§ **EXCERPT**:
■ ■ ■ ■

Traditionally, managed kubernetes auto scaling works by looking at resources of nodes, and introducing new nodes whenever needed. However, this approach does not work well when there is a sudden increase in workloads which needs to run immediately. In this situation, managed kubernetes will just take its time to create new nodes.

I’ve been thinking about this problem for a while, and will note down some ways around this.

Please note that I have only tested on GKE. I am sure there are similar approaches for other managed Kubernetes. Also, technically what I am mentioning is not kubernetes autoscaling, but more like reserving nodes.

Approach 1: Pre-scaling (In an ideal world)

In an ideal world where we know when the loads are coming, we can pre-scale the nodes accordingly. An simple approach would be to create a deployment which reserves the nodes. If we adjust the number of replicas of this deployment, we can scale up and down.

One thing we need to be cautious of is the priority of scaling, meaning that we don’t want this deployment to take priority over any other resources. If this deployment were taking priority over the said “sudden workload”, there is a problem.

In order to circumvent this problem, we can use priorityclasses. Your managed Kubernetes provider should respect this when creating new nodes. If we set the pre-scaling deployment’s priority lower than the “sudden workload”, the “sudden workload” will steal nodes from the pre-scaling deployment.

Below is an example of the priorityclass to use for this pre-scaling deployment.

■ ■ ■ ■

(Image object location entries)
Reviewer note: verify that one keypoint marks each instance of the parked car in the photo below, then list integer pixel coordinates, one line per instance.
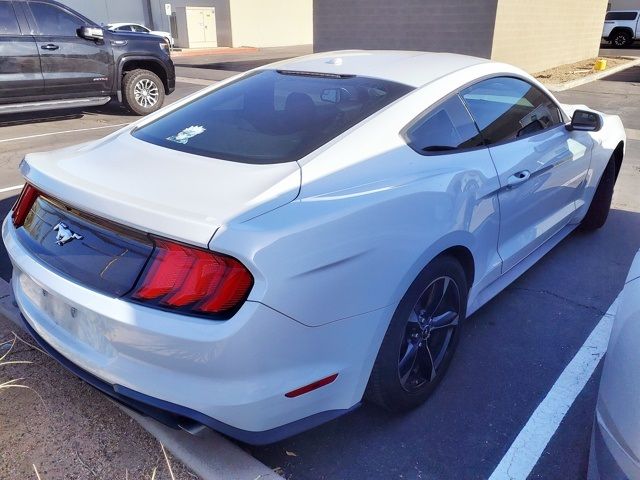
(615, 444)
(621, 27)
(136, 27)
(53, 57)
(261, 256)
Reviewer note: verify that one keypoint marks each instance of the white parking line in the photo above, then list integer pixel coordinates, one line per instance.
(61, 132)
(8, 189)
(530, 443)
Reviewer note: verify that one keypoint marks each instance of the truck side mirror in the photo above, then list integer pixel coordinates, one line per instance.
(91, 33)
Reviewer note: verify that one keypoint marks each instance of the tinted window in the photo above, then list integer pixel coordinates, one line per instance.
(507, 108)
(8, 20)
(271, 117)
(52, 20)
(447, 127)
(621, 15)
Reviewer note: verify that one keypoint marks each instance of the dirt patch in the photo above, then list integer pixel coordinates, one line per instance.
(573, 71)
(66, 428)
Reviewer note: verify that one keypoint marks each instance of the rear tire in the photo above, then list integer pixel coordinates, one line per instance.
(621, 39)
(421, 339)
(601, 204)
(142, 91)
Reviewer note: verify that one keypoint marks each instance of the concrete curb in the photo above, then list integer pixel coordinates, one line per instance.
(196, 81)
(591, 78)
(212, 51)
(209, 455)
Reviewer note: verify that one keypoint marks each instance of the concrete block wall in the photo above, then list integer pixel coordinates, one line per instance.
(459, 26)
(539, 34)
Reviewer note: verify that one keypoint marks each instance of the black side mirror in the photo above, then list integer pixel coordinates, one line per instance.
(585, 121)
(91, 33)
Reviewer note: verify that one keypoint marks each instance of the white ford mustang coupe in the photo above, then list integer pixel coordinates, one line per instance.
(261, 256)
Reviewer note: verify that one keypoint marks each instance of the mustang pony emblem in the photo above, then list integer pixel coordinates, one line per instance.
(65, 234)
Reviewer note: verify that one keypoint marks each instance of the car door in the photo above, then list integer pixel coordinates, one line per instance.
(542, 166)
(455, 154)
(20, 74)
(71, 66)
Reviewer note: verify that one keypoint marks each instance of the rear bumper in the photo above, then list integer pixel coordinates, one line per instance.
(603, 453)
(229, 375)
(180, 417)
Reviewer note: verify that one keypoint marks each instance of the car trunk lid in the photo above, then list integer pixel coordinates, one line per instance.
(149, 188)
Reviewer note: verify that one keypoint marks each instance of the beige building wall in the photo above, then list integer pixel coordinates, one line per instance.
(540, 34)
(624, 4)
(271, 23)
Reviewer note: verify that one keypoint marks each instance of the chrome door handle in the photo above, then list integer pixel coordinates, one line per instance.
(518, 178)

■ ■ ■ ■

§ **YOUR TASK**:
Answer these questions about the Kubernetes node pre-scaling text:
(a) On which managed Kubernetes service were the approaches tested?
(b) What does Approach 1 create to reserve nodes?
(c) What is used to keep the pre-scaling deployment from taking priority over the "sudden workload"?

§ **IN RESPONSE**:
(a) GKE
(b) A deployment, whose number of replicas is adjusted to scale up and down
(c) Priorityclasses, with the pre-scaling deployment's priority set lower than the "sudden workload"